▶ [WHAT TO DO]: Repeat exactly, and nothing more, the lines from the one that includes "In this exercise you will find the green plant" through the final line of the entries; skip the pictures.

[Natural language region descriptions]
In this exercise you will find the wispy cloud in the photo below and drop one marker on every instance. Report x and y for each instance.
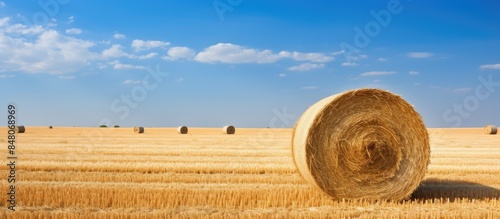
(490, 66)
(129, 81)
(462, 90)
(119, 36)
(309, 87)
(74, 31)
(377, 73)
(350, 64)
(312, 57)
(178, 52)
(67, 77)
(419, 55)
(306, 67)
(231, 53)
(120, 66)
(71, 19)
(139, 45)
(7, 76)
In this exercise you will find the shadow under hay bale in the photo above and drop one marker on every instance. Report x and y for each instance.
(228, 129)
(452, 190)
(139, 129)
(20, 129)
(182, 130)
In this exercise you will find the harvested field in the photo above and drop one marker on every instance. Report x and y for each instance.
(104, 173)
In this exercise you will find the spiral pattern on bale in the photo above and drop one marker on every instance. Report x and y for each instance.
(362, 144)
(182, 130)
(490, 130)
(228, 129)
(139, 129)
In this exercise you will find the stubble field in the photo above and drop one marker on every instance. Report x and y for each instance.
(116, 173)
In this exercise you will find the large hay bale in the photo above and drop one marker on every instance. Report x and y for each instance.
(490, 130)
(20, 129)
(228, 129)
(139, 129)
(365, 143)
(182, 130)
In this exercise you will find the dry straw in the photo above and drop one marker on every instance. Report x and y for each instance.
(182, 130)
(228, 129)
(366, 143)
(20, 129)
(490, 130)
(139, 129)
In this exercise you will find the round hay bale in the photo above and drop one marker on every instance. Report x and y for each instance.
(20, 129)
(362, 144)
(490, 130)
(139, 129)
(182, 130)
(228, 129)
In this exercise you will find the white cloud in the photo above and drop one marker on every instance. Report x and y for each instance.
(349, 64)
(306, 67)
(462, 90)
(230, 53)
(147, 56)
(22, 29)
(119, 36)
(74, 31)
(4, 21)
(46, 52)
(67, 77)
(7, 76)
(129, 81)
(378, 73)
(114, 51)
(139, 45)
(419, 55)
(179, 52)
(490, 66)
(120, 66)
(312, 57)
(309, 88)
(71, 19)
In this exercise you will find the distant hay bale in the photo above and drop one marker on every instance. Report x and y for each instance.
(139, 129)
(182, 130)
(362, 144)
(228, 129)
(490, 130)
(20, 129)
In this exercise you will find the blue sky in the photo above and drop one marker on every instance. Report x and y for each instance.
(246, 63)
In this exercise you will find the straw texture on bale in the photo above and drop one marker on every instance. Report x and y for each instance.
(362, 144)
(229, 129)
(139, 129)
(20, 129)
(490, 130)
(182, 130)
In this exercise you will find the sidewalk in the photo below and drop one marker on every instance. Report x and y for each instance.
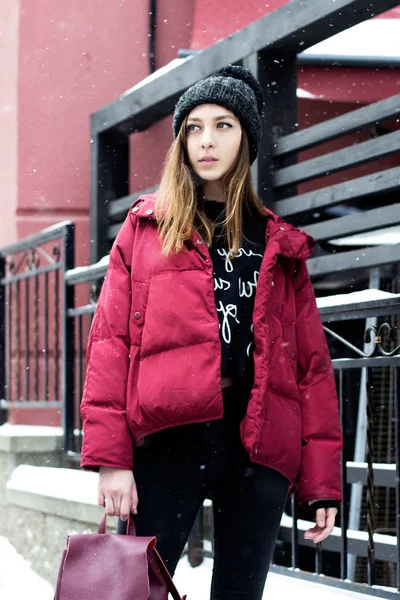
(18, 582)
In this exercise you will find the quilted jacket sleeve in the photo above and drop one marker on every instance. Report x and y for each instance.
(322, 439)
(107, 441)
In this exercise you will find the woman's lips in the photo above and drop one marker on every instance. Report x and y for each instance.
(208, 161)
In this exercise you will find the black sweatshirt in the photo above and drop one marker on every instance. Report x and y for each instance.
(235, 283)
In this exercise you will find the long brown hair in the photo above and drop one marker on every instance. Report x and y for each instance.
(178, 210)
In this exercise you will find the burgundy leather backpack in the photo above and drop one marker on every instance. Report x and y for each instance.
(111, 566)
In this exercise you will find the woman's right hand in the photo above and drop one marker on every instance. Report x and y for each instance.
(117, 492)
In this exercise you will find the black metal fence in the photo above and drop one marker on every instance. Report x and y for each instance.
(367, 551)
(36, 342)
(364, 548)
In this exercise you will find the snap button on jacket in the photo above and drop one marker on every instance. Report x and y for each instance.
(154, 356)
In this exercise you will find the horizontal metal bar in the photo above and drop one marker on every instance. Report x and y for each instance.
(339, 160)
(117, 209)
(384, 474)
(360, 588)
(30, 274)
(339, 126)
(376, 362)
(88, 309)
(366, 187)
(344, 60)
(4, 404)
(354, 259)
(293, 28)
(37, 239)
(385, 545)
(366, 220)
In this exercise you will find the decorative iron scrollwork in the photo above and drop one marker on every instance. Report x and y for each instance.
(378, 337)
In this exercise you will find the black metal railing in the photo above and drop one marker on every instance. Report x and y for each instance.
(36, 343)
(364, 559)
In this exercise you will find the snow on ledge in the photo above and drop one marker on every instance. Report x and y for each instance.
(354, 298)
(10, 430)
(52, 482)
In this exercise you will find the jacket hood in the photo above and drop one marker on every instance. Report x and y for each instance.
(290, 241)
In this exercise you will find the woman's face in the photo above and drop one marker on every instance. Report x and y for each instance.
(212, 131)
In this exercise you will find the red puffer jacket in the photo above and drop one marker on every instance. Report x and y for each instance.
(154, 356)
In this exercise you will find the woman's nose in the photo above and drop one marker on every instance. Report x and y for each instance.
(207, 142)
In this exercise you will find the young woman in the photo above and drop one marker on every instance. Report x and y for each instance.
(208, 370)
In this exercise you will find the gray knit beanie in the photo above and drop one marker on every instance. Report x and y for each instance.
(236, 89)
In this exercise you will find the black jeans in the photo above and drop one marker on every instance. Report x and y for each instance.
(176, 469)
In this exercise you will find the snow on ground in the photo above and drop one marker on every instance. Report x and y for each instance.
(18, 582)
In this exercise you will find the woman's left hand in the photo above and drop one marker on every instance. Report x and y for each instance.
(325, 518)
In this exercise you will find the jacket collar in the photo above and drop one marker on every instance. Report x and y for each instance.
(286, 239)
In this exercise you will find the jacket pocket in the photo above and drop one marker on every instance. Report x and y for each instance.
(290, 345)
(140, 292)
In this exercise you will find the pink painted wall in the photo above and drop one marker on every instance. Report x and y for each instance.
(215, 20)
(9, 42)
(61, 61)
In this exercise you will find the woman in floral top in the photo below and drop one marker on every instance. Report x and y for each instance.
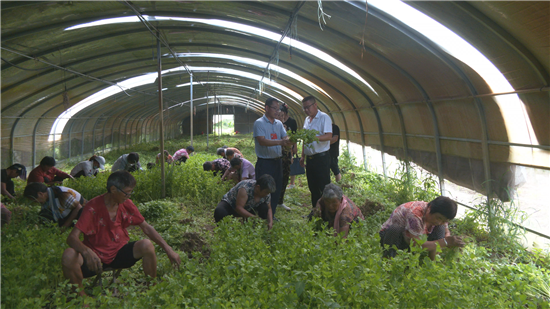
(337, 209)
(249, 198)
(218, 165)
(412, 220)
(106, 244)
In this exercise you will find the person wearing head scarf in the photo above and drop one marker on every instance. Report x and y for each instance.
(337, 209)
(14, 171)
(88, 168)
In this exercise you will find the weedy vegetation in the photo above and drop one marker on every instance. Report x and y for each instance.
(242, 265)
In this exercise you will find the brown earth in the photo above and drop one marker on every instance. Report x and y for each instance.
(369, 208)
(193, 242)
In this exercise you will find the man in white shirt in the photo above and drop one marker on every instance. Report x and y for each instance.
(269, 137)
(317, 153)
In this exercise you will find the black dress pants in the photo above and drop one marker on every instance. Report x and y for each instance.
(318, 175)
(224, 209)
(273, 167)
(394, 235)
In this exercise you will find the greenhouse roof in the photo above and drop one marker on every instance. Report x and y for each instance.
(461, 88)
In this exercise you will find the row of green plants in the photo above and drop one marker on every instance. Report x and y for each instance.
(238, 265)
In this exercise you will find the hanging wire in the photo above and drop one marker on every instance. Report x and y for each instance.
(293, 34)
(275, 54)
(162, 38)
(321, 14)
(89, 77)
(21, 68)
(362, 42)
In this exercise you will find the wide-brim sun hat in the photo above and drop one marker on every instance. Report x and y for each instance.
(101, 161)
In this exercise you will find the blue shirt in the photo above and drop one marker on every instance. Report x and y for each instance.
(271, 131)
(121, 164)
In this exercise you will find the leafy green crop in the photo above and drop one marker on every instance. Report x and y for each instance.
(305, 136)
(242, 265)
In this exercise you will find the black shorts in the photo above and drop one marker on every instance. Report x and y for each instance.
(334, 165)
(124, 259)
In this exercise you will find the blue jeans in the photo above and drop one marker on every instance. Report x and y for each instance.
(273, 167)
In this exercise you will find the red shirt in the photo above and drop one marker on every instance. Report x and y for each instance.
(37, 175)
(102, 235)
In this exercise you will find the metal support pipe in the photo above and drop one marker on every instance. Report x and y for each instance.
(161, 120)
(70, 138)
(103, 133)
(93, 134)
(192, 115)
(82, 143)
(207, 118)
(53, 142)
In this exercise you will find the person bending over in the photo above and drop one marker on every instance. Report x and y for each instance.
(127, 162)
(241, 169)
(219, 165)
(47, 173)
(59, 204)
(89, 168)
(223, 152)
(230, 154)
(249, 198)
(337, 209)
(167, 158)
(182, 155)
(103, 223)
(412, 220)
(14, 171)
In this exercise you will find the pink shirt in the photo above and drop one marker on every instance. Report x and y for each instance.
(180, 153)
(409, 215)
(104, 236)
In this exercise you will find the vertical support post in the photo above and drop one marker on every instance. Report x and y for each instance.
(53, 144)
(191, 106)
(161, 122)
(93, 134)
(33, 143)
(207, 119)
(365, 156)
(103, 138)
(82, 143)
(70, 138)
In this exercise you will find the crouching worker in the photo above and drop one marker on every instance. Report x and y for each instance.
(337, 209)
(59, 204)
(249, 198)
(103, 222)
(127, 162)
(412, 220)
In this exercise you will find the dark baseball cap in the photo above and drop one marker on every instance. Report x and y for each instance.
(21, 169)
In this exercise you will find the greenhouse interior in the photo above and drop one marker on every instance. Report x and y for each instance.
(432, 98)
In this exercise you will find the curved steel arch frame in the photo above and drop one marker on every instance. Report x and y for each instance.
(436, 51)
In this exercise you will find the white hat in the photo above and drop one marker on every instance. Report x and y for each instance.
(101, 161)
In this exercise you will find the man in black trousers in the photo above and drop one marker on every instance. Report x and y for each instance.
(317, 153)
(269, 139)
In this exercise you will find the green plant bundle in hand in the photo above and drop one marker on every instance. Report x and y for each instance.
(305, 135)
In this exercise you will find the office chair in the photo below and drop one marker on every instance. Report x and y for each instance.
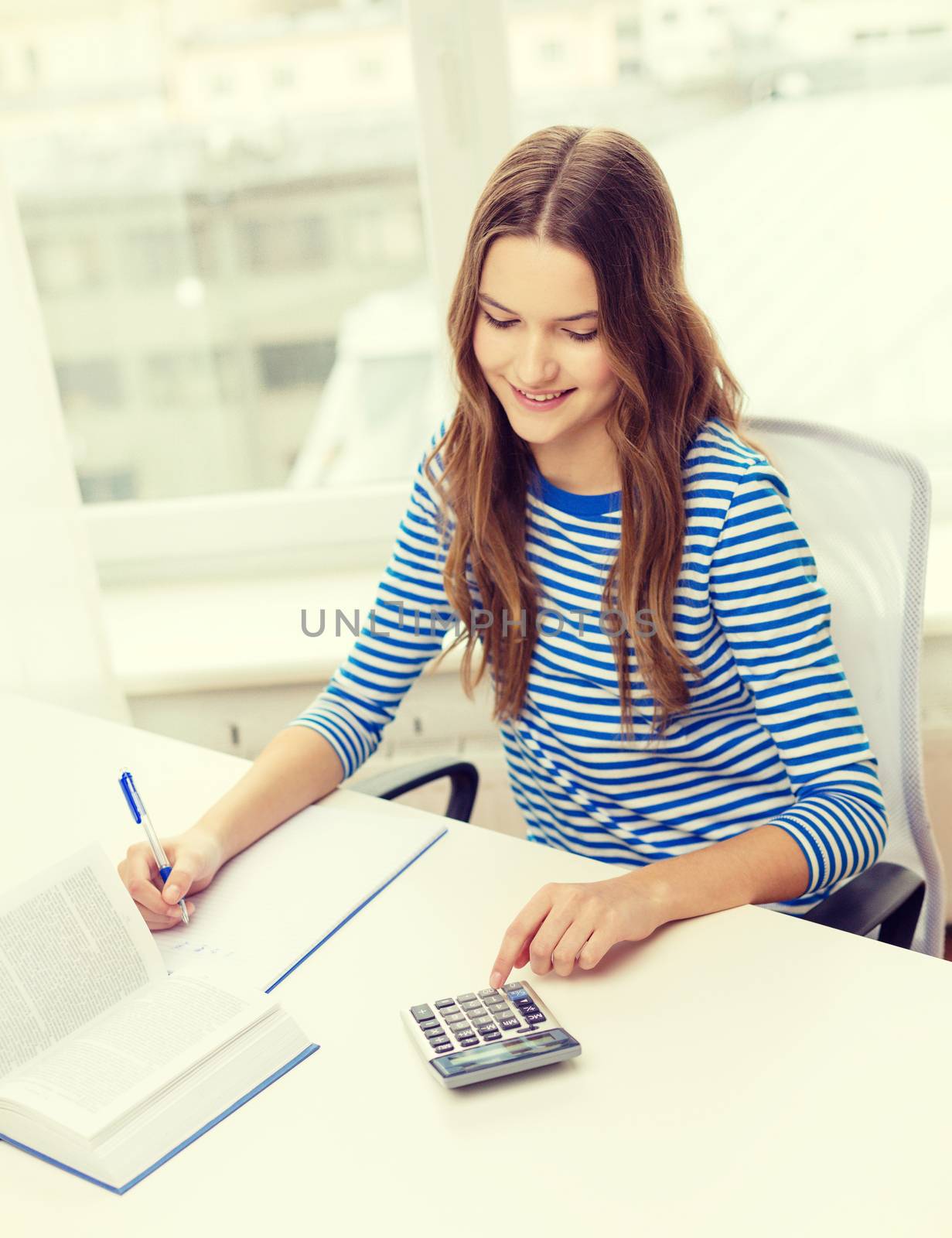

▶ [SOLUTION FOR THIS PROBLEM]:
In this exercise you will find the green plant bundle in hand in the photo above and drop one marker on every instance. Report x and y for each instance.
(305, 135)
In this exercise you will find the office chair in the photo below and drop one marker on every instance. Report x and y for each instance.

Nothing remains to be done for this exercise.